++++ 提供記録

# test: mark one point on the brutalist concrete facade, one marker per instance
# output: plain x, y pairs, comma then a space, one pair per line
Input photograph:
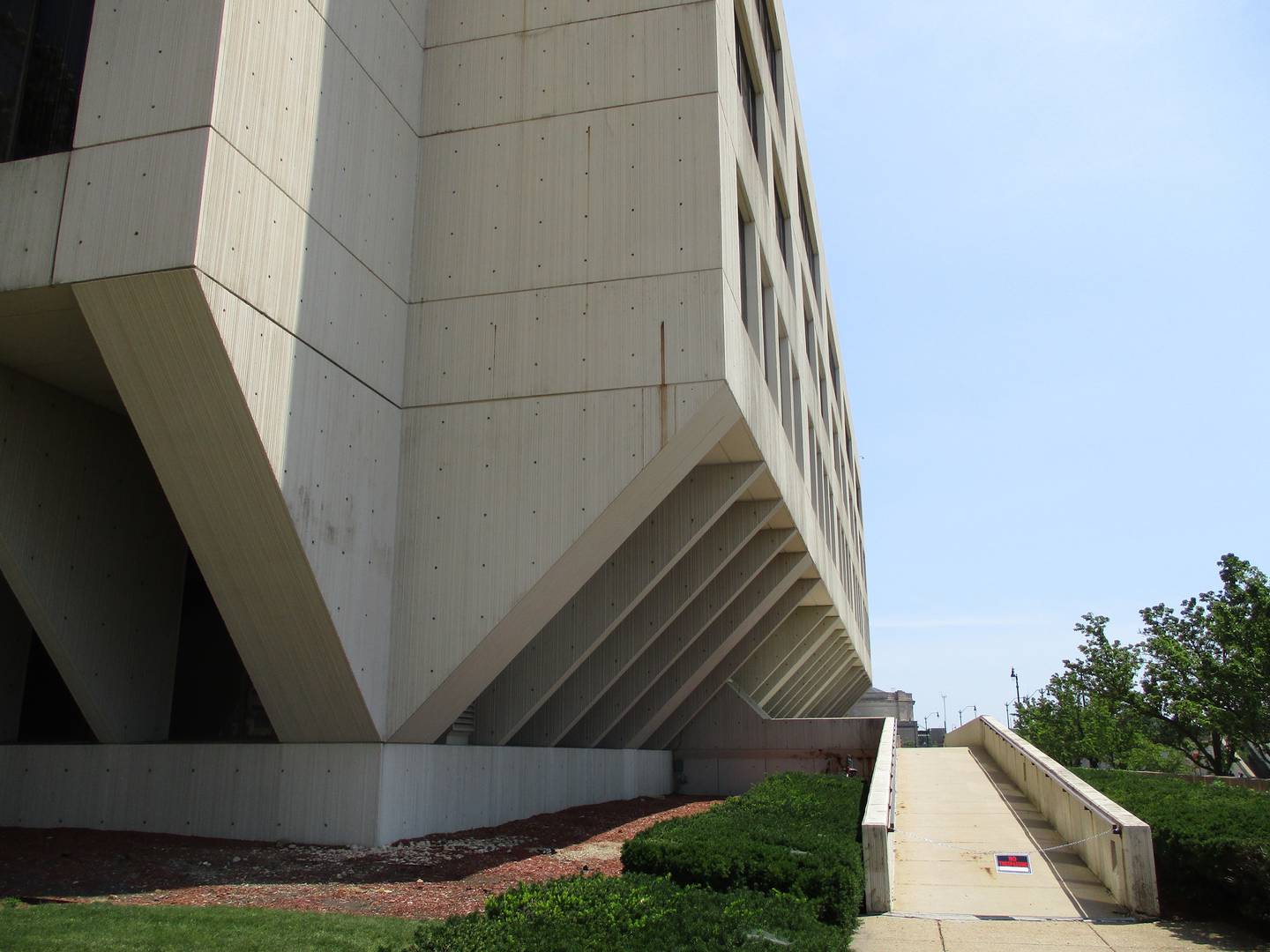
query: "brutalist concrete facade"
470, 366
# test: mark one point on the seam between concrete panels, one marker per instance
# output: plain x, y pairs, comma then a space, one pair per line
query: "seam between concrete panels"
309, 215
61, 213
571, 23
362, 68
294, 335
562, 287
548, 395
571, 113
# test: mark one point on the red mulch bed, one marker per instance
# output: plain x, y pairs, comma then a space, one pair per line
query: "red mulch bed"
430, 877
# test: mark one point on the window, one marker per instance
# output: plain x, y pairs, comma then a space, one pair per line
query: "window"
748, 93
771, 49
782, 224
42, 49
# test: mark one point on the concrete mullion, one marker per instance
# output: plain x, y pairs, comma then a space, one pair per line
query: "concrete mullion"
669, 691
818, 703
660, 608
796, 678
609, 709
638, 565
820, 681
750, 643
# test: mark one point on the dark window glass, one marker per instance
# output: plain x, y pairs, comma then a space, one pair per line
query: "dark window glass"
805, 221
748, 95
42, 49
744, 271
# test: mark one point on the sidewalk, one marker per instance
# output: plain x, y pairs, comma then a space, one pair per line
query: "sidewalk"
895, 933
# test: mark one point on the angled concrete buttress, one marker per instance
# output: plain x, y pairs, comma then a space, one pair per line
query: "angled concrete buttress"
658, 609
93, 555
609, 597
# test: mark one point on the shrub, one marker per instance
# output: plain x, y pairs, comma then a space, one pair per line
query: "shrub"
1212, 843
629, 911
793, 833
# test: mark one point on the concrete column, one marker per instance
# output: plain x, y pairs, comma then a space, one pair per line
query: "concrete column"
16, 634
660, 608
817, 680
578, 628
750, 643
93, 555
609, 709
768, 659
677, 682
222, 444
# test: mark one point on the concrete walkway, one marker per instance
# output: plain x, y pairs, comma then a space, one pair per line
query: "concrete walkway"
955, 809
892, 933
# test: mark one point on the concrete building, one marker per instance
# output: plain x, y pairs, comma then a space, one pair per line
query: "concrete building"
413, 413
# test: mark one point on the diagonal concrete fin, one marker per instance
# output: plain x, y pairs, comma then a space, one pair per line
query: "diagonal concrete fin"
609, 597
660, 608
609, 709
751, 641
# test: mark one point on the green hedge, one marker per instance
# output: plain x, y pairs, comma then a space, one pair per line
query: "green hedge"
793, 833
629, 911
1212, 843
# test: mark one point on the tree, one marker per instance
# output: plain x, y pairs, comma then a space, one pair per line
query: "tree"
1199, 681
1079, 727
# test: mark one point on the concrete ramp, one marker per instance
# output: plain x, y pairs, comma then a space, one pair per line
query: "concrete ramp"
955, 810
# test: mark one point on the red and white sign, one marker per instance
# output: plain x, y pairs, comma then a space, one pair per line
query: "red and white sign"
1013, 862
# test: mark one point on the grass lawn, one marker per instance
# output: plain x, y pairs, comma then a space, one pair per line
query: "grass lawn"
103, 926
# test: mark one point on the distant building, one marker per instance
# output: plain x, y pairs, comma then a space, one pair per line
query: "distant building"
417, 410
877, 703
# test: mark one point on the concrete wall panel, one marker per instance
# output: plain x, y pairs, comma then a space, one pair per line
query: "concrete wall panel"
569, 199
29, 212
597, 674
582, 469
302, 108
131, 207
150, 69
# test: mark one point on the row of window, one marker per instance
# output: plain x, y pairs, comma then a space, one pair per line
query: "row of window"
767, 331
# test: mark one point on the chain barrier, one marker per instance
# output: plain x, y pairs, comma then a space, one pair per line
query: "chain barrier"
961, 848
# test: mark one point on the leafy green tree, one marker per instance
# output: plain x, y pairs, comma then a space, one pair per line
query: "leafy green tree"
1079, 729
1199, 681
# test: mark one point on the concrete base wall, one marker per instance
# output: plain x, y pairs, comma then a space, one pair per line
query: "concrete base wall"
334, 793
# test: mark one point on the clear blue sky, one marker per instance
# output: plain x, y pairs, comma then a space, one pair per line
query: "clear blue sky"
1048, 236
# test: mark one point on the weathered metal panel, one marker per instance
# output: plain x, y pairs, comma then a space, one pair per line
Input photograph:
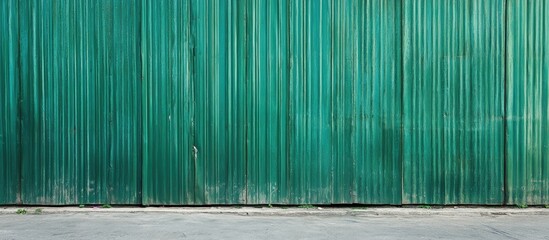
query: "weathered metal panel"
528, 102
291, 102
267, 168
168, 162
80, 102
221, 48
453, 102
345, 102
9, 97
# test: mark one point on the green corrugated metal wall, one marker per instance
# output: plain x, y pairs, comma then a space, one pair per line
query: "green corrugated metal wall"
80, 109
453, 101
253, 102
528, 102
9, 97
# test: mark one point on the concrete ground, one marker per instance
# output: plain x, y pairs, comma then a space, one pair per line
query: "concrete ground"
274, 223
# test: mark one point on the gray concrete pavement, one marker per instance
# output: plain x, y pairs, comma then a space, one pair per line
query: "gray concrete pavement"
246, 223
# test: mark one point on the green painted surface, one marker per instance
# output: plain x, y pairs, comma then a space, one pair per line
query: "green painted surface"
528, 102
9, 94
453, 102
188, 102
80, 90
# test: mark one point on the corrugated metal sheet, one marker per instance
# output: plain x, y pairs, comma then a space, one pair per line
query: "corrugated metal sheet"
453, 102
168, 163
80, 102
528, 101
344, 125
9, 94
252, 102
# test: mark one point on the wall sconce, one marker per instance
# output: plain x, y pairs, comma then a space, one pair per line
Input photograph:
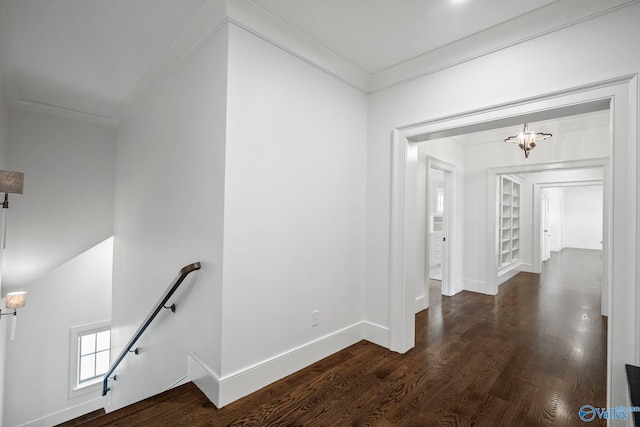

++++++++

-- 記述課題 --
上の行のうち、「ramp」という語を含む行をすべてそのまま書き写して報告せよ。

-- 出力全文 --
# test: mark one point on the concrete ramp, one marker per instance
query: "concrete ramp"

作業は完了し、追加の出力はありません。